## TASK 1
Print the passage of the forum comments on womanizing word for word, starting at "I have known" and ending at "my microaggression, bro.".
## TASK 2
Please carry on the forum comments on womanizing from the point where they stop.

## QUOTED PASSAGE
I believe many guys think, partly from viewing fantasy television, that being a manwhore is nothing but thrills and pleasure, with no bearing of bad consequences. Oftentimes it isn’t! You play, you (and your family) pay, and that’s how it’s gone for a few womanizers I know. I don’t speak of payments in money solely.
Besides, although there is a biological drive for sex, do we really want so much of our time and attention focused on it? The act of sex certainly doesn’t take long, but being cooped up meeting, attracting, and “hanging out” is extremely time consuming.
Why is this your default viewpoint to everything you don’t agree with? It clearly always must be user error right? rather than what I observe in my day to day.
It is a rarity to find an older woman that is of stable mind and body, and not absolutely ripping their husband to pieces.
I have known men, currently talking to someone this week, that their wife is going absolute bat shit . I assume she’s hitting menopause, or at least that is what he thinks is happening even though she’s denying it.
This man is a fucking saint, so much so I’m shocked he doesn’t walk on water. And he deals with this unbalanced woman day in and day out.
Outside of alcoholics or drug addicts I have never seen a woman complain that her man is totally insane, or an emotional wreck but the reverse?? all the time.
So if you and @ouroboro_s are wickedly cool older women that still enjoy sex then bravo. Maybe it has something to do with staying fit and working out a lot and believe me I’ll take note of that.
And so the bait is set. What will the troll catch in his trap?
Note: Best read in a David Attenborough voice, but he was too expensive for my budget
Please forgive my microaggression, bro.
You mean why is what she observes in her day to day her response to you telling us what you observe in your day to day? What’s good for the goose is good for the gander my man…
Nah bruh, you just surround yourself with miserable people. Birds of a feather and all of that…Did you have stop to think maybe YOU have an extremely sheltered/myopic view of the world and you suffer (immensely) from availability bias? Nah, that couldn’t POSSIBLY be it. You possibly can’t be your own problem…sorry
Biblicly, we can tell (nttawwt - unless you’re Lot)
a guy … didn’t we talk about this? Also, supports my theory you suffer from:
a.) surrounding yourself with equally miserable cunts
b.) availability bias
get out of the world you know man…dip your toe into a different pool so to speak.

## DATASET EXTRACT
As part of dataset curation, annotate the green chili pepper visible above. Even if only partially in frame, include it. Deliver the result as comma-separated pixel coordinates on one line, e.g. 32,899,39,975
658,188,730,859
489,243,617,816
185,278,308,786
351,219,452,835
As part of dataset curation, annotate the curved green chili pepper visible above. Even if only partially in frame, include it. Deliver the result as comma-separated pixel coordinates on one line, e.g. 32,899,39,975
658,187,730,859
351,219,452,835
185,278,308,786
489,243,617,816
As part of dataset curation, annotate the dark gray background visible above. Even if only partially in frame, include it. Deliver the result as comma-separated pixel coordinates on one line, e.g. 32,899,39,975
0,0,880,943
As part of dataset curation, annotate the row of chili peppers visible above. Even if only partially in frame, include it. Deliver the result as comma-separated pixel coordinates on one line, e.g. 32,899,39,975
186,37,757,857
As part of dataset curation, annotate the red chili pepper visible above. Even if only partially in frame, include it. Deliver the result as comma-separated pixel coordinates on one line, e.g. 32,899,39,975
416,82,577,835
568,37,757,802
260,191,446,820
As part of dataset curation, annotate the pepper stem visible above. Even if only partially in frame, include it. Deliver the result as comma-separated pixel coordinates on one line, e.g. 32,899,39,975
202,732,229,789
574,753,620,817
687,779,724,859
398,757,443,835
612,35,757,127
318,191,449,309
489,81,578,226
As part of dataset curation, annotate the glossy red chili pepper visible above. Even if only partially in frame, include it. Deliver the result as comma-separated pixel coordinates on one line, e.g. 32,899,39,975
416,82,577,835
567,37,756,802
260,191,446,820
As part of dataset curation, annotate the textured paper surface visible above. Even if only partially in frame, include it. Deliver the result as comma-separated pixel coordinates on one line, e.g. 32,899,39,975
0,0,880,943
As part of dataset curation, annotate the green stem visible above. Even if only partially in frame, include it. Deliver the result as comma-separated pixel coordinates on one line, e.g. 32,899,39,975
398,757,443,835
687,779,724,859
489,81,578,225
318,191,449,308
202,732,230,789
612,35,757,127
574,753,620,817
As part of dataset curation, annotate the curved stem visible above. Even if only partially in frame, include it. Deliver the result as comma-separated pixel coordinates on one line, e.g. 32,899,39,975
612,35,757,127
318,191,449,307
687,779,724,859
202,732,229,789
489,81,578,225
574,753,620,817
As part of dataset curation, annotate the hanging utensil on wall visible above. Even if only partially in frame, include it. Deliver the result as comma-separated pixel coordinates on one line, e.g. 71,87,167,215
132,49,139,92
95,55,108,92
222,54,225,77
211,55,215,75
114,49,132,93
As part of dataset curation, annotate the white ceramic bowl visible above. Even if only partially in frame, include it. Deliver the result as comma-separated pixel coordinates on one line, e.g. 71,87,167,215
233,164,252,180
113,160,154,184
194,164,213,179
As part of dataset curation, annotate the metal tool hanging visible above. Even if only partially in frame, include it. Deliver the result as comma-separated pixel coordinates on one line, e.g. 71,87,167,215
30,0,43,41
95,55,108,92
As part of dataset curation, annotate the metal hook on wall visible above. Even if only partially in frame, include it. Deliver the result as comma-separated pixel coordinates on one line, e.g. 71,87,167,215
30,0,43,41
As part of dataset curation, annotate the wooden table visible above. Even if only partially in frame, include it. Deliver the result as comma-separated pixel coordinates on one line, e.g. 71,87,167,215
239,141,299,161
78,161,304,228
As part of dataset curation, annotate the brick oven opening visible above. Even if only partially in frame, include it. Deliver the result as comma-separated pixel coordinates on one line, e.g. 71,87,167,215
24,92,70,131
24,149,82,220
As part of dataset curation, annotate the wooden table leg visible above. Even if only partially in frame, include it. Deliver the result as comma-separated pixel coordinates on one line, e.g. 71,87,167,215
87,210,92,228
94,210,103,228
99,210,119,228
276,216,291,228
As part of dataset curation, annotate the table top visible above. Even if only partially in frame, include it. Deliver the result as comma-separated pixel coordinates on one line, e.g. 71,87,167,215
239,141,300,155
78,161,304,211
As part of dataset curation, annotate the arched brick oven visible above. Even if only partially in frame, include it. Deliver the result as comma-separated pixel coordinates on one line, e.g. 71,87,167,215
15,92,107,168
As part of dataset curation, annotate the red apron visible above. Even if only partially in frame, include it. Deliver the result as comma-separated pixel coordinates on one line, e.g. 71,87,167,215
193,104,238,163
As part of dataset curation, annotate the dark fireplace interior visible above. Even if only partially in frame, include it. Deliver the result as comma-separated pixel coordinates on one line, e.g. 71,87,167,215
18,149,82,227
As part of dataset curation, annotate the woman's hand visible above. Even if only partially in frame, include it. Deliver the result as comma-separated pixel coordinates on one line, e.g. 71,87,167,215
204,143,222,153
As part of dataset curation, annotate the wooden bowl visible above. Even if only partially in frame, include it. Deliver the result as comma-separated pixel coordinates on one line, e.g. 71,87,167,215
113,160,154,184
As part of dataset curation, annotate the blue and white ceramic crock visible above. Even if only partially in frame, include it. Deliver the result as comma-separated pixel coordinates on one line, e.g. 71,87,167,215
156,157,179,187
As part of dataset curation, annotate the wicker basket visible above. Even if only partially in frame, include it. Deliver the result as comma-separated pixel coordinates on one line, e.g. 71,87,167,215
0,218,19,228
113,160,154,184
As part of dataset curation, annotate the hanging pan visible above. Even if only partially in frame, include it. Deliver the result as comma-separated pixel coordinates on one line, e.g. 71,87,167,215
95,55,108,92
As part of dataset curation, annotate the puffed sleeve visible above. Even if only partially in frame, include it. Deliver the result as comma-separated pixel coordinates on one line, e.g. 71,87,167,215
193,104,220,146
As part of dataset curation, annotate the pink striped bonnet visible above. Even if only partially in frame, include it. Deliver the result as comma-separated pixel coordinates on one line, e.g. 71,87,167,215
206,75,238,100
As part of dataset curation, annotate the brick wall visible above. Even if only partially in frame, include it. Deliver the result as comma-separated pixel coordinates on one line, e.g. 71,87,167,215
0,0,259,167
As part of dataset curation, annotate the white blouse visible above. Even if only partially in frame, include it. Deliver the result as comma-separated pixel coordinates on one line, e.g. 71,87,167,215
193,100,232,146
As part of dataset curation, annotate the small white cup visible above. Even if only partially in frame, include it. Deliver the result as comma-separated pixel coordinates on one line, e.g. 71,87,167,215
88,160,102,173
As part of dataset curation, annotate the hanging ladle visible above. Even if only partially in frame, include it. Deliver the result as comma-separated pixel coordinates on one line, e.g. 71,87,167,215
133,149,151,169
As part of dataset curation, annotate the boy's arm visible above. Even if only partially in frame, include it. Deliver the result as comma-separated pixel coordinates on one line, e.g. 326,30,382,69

## ANSWER BOX 1
I have known men, currently talking to someone this week, that their wife is going absolute bat shit . I assume she’s hitting menopause, or at least that is what he thinks is happening even though she’s denying it.
This man is a fucking saint, so much so I’m shocked he doesn’t walk on water. And he deals with this unbalanced woman day in and day out.
Outside of alcoholics or drug addicts I have never seen a woman complain that her man is totally insane, or an emotional wreck but the reverse?? all the time.
So if you and @ouroboro_s are wickedly cool older women that still enjoy sex then bravo. Maybe it has something to do with staying fit and working out a lot and believe me I’ll take note of that.
And so the bait is set. What will the troll catch in his trap?
Note: Best read in a David Attenborough voice, but he was too expensive for my budget
Please forgive my microaggression, bro.

## ANSWER BOX 2
your word is pretty flimsy around here bud … hate to break to ya. Who you think of is a saint may not be so to others … so there’s also that - I know it’s difficult for your feeble mind to consider things outside of your present observation and they exist independent of you…but it’s true!! Google it.
There may be hope for you after all…call me an optimist.
Yeah, I dunno. Am I that sheltered? Could it be? could it be that on multiple continents, across different languages and cultures , I am still presented with what seems to be a universal truth - that women are normally not very logical, function on the basis of emotion, and tend to default to miserableness when they do not continue to get what they want?
It is something I should think about.
Well said.
that’s the crux my man. You’re not just presented with “a universal truth”. We’re all people from various backgrounds saying what you are seeing is not all there is. It may not even be as prevalent as you’ve presented it.
That’s all I’ve been trying to get across to you. That what you see is not all there is. Maybe we’re just speaking past each other…
Maybe I’m not as optimistic as I think - but I doubt you will…
You ever meet a guy that says “Yeah, I smack that bitch back into place when she needs it.” or “Sure, she had aspirations and ambition. But I turned her ass into house cleaning baby maker!”.
Of course you haven’t. But they’re out there. And they’re the good guys. The ones that didn’t do anything to deserve what they get.